Source extract -
(begin)
Lifting the Exponent Lemma

Lifting the exponent allows one to calculate the highest power of an integer that divides various numbers given certain information. It is extremely powerful and can sometimes "blow up" otherwise challenging problems.

Let $p$ refer to an odd prime. We can split up LTE into six identities (where $\nu_p(Z)$ represents the largest factor of $p$ that divides $Z$ ):

From (http://services.artofproblemsolving.com/download.php?id=YXR0YWNobWVudHMvYy82LzdjNTI1OGIyMmNjYmZkZGY4MDhhY2ViZTc3MGE1NDRmMzFhMTEzLnBkZg==&rn=TGlmdGluZyBUaGUgRXhwb25lbnQgTGVtbWEgLSBBbWlyIEhvc3NlaW4gUGFydmFyZGkgLSBWZXJzaW9uIDMucGRm):

$\nu_p(x^n-y^n)=\nu_p(x-y)+\nu_p(n)$ , if $p|x-y$ .
(end)
Given data -
(begin)
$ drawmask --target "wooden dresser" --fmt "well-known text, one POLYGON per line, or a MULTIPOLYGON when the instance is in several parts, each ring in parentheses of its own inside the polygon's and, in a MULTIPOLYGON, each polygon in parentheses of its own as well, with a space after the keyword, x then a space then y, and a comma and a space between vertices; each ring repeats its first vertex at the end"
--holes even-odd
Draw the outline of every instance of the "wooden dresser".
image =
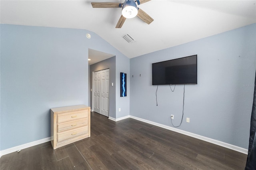
POLYGON ((90 136, 90 108, 85 105, 51 109, 53 149, 90 136))

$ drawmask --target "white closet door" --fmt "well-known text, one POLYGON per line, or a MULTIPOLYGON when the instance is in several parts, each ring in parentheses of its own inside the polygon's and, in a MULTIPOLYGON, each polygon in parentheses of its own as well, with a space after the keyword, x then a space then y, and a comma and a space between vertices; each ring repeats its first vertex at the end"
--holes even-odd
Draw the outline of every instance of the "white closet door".
POLYGON ((99 71, 93 73, 93 111, 100 113, 100 78, 99 71))
POLYGON ((109 69, 94 72, 94 111, 109 115, 109 69))

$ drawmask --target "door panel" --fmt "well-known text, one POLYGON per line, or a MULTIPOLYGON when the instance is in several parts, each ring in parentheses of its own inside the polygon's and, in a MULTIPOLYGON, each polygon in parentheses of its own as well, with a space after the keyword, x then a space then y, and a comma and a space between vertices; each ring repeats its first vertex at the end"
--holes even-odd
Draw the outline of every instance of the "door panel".
POLYGON ((108 117, 109 69, 94 72, 94 111, 108 117))

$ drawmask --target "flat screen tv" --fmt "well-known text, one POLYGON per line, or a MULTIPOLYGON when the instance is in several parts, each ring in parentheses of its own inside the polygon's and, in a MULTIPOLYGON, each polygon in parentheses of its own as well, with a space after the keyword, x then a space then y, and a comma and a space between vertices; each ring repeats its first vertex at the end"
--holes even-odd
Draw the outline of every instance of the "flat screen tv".
POLYGON ((197 55, 152 63, 152 84, 197 84, 197 55))

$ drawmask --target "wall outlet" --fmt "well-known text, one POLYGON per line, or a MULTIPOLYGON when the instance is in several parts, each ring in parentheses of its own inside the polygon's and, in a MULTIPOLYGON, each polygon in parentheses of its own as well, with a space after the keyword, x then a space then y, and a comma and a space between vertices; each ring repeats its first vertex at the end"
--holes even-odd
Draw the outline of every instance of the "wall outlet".
POLYGON ((190 122, 190 120, 189 118, 188 118, 188 117, 187 117, 186 120, 187 120, 187 122, 188 123, 189 123, 189 122, 190 122))

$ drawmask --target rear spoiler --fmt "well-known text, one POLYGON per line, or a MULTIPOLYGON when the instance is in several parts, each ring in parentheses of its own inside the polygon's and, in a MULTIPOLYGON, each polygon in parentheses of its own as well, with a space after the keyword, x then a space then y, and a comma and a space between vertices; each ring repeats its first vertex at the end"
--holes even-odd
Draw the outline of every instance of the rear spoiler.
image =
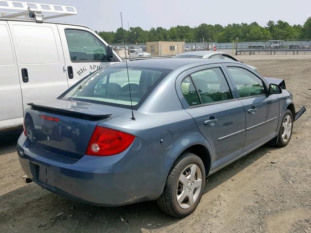
POLYGON ((294 121, 297 120, 298 118, 299 118, 306 111, 307 109, 306 109, 306 107, 305 107, 305 105, 304 105, 303 107, 301 108, 301 109, 296 112, 295 114, 295 119, 294 120, 294 121))
POLYGON ((112 115, 111 113, 90 109, 88 108, 77 107, 76 109, 74 108, 66 109, 45 106, 34 103, 28 103, 27 104, 31 106, 32 108, 38 111, 41 110, 51 113, 57 113, 77 118, 83 117, 98 119, 109 117, 112 115))

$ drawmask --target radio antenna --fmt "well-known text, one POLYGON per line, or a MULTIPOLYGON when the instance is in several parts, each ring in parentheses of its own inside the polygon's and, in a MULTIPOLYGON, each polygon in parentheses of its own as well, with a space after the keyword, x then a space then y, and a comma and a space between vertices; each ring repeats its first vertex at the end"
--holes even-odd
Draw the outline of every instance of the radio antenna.
POLYGON ((127 80, 128 80, 128 88, 130 90, 130 99, 131 99, 131 108, 132 109, 132 118, 133 120, 135 120, 134 113, 133 111, 133 102, 132 102, 132 93, 131 93, 131 84, 130 84, 130 76, 128 75, 128 67, 127 67, 127 56, 126 56, 126 49, 125 48, 125 43, 124 42, 124 30, 123 29, 123 20, 122 20, 122 12, 121 15, 121 26, 122 26, 122 33, 123 35, 123 46, 124 47, 124 52, 125 53, 125 63, 126 64, 126 71, 127 72, 127 80))

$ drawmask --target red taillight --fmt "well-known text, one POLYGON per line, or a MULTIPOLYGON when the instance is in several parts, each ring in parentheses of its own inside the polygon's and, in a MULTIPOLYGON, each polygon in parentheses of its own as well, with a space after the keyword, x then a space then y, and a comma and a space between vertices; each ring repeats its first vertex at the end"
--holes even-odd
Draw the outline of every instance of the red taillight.
POLYGON ((47 116, 39 115, 39 118, 44 119, 45 120, 51 120, 52 121, 59 121, 59 119, 58 118, 48 116, 47 116))
POLYGON ((96 126, 88 142, 86 154, 98 156, 119 154, 129 147, 135 138, 126 133, 96 126))

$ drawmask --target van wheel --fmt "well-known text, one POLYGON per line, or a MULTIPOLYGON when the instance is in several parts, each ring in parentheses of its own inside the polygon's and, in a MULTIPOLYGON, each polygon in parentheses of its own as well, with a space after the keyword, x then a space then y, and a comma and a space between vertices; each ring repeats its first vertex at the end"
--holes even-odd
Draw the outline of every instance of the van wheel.
POLYGON ((184 153, 174 163, 157 204, 163 211, 185 217, 196 208, 205 187, 205 169, 202 160, 184 153))
POLYGON ((283 147, 288 144, 293 133, 293 114, 289 109, 286 109, 282 120, 282 125, 278 132, 278 139, 276 146, 283 147))

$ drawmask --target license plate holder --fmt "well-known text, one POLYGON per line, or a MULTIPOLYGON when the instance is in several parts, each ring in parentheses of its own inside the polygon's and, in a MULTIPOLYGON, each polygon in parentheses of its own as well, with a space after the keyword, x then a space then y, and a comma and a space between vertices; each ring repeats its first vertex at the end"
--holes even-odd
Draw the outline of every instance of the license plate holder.
POLYGON ((36 180, 49 186, 54 186, 53 171, 44 165, 34 164, 36 171, 36 180))

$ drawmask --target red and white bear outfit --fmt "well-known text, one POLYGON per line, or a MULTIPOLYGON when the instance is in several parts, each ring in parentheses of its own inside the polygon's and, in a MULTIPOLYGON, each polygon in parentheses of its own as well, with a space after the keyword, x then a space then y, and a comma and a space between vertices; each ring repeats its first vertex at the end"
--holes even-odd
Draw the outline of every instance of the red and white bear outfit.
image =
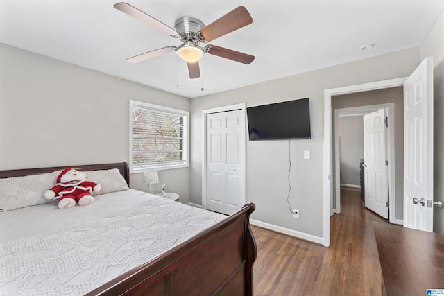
(end)
Exercise instructions -
1. According to the lifting the exponent extract, into how many identities can LTE be split?
2. Give the records from the line that contains "drawmask --target van" down through the line that contains "POLYGON ((283 147, 288" as a two-column CSV with the columns request and answer. Each request gets one row, each field is quoted, and line breaks become spaces.

Solution set -
1. Six identities.

2.
request,answer
"$ drawmask --target van wheel --fmt ""well-known text, one POLYGON per line, or a MULTIPOLYGON when the instance is in several parts, each ring in parentheses of its own inside the polygon's and, in a MULTIPOLYGON, each polygon in parentheses of its own as well, with a space after the keyword, x then a space then y, and a comma and a space between vertices; each ring repeats its first vertex at the end"" --holes even-odd Draw the outline of every instance of the van wheel.","POLYGON ((184 153, 174 163, 157 204, 163 211, 185 217, 196 208, 205 187, 205 169, 202 160, 184 153)) POLYGON ((283 147, 288 144, 293 133, 293 114, 289 109, 286 109, 282 120, 282 125, 278 132, 278 139, 276 146, 283 147))"